=== Objective ===
Convert the lines between the one containing "[trace] **man with black hat**" and the one containing "Trace the outline of every instance of the **man with", inclusive, into a JSON list of strings, with one string per line and blank lines omitted.

=== Records to process ===
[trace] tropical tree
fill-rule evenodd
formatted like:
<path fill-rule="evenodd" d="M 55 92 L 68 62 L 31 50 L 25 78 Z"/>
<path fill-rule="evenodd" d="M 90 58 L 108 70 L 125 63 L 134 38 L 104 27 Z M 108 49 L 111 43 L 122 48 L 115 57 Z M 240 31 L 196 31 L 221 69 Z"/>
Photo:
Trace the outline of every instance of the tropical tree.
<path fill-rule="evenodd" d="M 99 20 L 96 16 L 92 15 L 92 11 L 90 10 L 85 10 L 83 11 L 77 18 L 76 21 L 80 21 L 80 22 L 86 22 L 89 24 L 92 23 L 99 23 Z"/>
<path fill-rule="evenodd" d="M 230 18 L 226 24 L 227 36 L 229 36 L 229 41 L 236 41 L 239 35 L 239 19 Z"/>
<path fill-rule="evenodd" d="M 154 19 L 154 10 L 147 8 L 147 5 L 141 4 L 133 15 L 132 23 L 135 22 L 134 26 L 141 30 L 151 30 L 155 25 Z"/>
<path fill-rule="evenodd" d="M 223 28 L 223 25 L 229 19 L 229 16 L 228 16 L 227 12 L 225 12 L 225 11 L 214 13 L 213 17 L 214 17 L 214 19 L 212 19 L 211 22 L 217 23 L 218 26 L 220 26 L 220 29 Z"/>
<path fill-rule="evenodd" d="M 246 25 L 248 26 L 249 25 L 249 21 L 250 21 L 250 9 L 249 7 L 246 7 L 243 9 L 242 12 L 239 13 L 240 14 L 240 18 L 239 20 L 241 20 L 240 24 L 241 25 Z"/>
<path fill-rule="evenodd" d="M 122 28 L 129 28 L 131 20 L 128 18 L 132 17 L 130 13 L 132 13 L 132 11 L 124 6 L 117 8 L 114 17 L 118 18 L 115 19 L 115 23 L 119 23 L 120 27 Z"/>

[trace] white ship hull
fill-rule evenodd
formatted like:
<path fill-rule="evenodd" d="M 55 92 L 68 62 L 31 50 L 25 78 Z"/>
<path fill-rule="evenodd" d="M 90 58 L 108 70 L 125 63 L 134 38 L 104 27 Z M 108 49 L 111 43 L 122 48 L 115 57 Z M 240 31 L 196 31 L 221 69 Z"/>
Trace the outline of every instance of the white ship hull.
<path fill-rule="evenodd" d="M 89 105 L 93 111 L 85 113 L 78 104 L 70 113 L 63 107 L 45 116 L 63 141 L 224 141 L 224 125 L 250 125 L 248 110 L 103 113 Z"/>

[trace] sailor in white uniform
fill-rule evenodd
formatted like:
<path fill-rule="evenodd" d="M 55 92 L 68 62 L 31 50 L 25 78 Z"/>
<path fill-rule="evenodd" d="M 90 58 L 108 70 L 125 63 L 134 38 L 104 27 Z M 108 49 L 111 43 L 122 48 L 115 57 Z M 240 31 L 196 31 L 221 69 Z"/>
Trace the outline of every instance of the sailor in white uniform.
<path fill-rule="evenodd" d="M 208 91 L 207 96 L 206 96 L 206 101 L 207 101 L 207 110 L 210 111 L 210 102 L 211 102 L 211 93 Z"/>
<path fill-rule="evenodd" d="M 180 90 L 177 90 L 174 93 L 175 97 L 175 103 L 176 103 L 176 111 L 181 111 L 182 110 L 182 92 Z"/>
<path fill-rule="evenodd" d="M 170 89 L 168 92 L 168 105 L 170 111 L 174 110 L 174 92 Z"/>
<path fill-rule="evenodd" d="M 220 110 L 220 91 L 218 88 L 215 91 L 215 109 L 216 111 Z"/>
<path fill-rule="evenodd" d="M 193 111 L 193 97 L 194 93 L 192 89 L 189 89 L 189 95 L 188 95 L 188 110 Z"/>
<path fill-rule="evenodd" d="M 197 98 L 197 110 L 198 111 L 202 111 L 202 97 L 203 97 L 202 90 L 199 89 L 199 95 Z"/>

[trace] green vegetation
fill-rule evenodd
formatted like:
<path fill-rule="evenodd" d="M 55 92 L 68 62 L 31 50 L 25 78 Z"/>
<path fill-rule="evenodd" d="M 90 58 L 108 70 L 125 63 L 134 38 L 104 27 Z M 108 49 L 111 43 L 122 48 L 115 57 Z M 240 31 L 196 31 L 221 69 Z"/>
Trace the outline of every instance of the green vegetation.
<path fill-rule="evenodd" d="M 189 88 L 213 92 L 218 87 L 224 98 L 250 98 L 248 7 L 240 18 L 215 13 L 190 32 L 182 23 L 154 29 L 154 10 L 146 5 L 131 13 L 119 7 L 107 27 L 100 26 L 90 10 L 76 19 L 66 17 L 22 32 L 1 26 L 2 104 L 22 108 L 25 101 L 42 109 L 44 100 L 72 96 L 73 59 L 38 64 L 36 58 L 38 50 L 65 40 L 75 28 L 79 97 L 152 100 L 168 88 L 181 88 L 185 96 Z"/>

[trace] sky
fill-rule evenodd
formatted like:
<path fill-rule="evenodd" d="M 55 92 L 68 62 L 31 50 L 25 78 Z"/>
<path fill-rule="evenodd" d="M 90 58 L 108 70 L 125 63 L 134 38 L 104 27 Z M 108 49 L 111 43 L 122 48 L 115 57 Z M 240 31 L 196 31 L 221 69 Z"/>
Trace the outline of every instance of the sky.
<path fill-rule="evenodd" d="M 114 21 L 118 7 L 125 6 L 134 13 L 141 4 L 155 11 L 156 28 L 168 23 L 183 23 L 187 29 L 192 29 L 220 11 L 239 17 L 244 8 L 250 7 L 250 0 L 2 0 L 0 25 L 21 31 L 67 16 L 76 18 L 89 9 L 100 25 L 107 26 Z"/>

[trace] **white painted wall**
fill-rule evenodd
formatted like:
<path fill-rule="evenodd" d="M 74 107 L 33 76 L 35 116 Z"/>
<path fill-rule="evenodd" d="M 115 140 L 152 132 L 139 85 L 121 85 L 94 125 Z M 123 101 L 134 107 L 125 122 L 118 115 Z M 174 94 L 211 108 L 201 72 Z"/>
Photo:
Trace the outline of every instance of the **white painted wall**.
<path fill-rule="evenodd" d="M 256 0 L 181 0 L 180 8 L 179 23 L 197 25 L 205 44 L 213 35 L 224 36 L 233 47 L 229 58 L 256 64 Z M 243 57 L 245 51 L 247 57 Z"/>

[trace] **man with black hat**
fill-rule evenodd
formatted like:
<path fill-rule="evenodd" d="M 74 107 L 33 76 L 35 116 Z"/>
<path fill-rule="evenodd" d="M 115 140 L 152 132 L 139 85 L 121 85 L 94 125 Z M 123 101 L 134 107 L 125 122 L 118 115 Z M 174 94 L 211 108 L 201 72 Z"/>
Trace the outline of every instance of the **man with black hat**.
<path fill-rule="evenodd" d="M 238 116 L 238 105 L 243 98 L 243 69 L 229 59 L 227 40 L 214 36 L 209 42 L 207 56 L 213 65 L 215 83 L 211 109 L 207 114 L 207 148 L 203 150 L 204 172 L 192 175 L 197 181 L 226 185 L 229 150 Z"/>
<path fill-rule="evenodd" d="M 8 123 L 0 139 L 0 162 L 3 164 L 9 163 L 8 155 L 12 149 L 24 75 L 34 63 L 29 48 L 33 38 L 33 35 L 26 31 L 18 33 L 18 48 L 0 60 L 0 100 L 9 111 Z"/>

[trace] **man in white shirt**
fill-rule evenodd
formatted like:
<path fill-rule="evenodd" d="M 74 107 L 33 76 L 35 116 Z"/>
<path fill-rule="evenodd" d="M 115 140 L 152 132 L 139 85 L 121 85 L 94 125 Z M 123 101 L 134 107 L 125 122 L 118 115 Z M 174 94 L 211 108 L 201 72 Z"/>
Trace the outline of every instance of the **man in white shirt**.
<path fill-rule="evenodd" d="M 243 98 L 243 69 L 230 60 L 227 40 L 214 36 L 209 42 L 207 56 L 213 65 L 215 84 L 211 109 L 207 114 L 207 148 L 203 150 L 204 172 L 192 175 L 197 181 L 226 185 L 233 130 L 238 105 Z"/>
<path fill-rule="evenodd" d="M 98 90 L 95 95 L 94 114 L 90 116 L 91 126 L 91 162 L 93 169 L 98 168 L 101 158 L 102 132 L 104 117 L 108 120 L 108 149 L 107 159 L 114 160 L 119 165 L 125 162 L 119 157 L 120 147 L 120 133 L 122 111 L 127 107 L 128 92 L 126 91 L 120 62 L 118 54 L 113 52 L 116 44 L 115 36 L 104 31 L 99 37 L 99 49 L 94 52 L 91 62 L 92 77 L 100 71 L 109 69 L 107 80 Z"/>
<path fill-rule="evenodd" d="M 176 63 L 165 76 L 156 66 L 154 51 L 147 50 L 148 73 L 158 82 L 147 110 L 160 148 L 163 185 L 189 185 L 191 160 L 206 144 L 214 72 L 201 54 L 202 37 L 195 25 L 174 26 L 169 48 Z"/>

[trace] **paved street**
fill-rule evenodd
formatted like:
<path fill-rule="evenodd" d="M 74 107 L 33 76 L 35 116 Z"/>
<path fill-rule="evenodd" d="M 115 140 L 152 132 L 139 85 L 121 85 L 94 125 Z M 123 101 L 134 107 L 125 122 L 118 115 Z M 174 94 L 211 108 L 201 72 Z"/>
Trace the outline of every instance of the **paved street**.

=== Result ===
[
  "[trace] **man with black hat**",
  "fill-rule evenodd",
  "formatted like:",
  "<path fill-rule=\"evenodd\" d=\"M 74 107 L 33 76 L 35 116 Z\"/>",
  "<path fill-rule=\"evenodd\" d=\"M 115 140 L 152 132 L 139 85 L 121 85 L 94 125 Z M 123 101 L 134 107 L 125 122 L 118 115 Z M 174 94 L 211 108 L 201 72 Z\"/>",
  "Trace the outline of every instance of the **man with black hat**."
]